***** STUDY MATERIAL

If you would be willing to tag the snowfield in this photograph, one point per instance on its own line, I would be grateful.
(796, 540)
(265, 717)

**********
***** STUDY MATERIAL

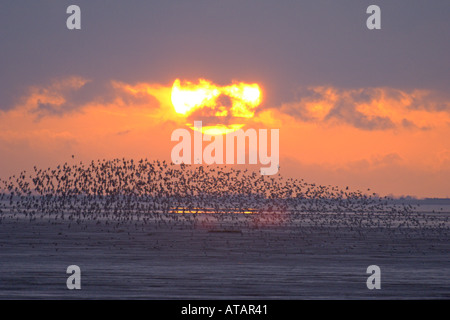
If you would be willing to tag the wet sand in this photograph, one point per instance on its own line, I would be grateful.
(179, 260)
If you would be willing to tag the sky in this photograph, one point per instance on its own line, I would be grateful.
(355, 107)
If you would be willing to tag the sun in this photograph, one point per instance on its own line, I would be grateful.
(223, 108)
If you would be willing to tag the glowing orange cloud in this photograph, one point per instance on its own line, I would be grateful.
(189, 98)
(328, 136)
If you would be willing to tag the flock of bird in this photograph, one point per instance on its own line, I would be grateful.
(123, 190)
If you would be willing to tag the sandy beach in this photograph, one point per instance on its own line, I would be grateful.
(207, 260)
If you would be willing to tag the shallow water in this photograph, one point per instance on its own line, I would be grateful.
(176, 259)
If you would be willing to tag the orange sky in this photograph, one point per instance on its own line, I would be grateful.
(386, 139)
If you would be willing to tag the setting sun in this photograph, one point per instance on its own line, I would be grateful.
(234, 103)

**********
***** STUDY MATERIAL

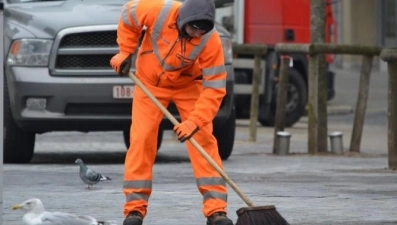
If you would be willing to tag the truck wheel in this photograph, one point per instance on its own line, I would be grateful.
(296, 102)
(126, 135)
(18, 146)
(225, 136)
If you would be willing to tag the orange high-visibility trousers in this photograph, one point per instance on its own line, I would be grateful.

**********

_EXERCISE AIM_
In the listing above, transcribe exactly everything from the line containing "If you would be willing to tag the truck" down to the line containing "If you would be willing to tag the orange high-visibility", including both and nothing more.

_WRITTEN ANSWER_
If you would be willing to tag the truck wheel in this photograph, one point per instance on its own line, I would be grateful.
(296, 102)
(126, 135)
(18, 146)
(225, 136)
If you would be willing to tag the orange high-visibility trousers in this photograph, one point per instance on its own line, I would be grateful.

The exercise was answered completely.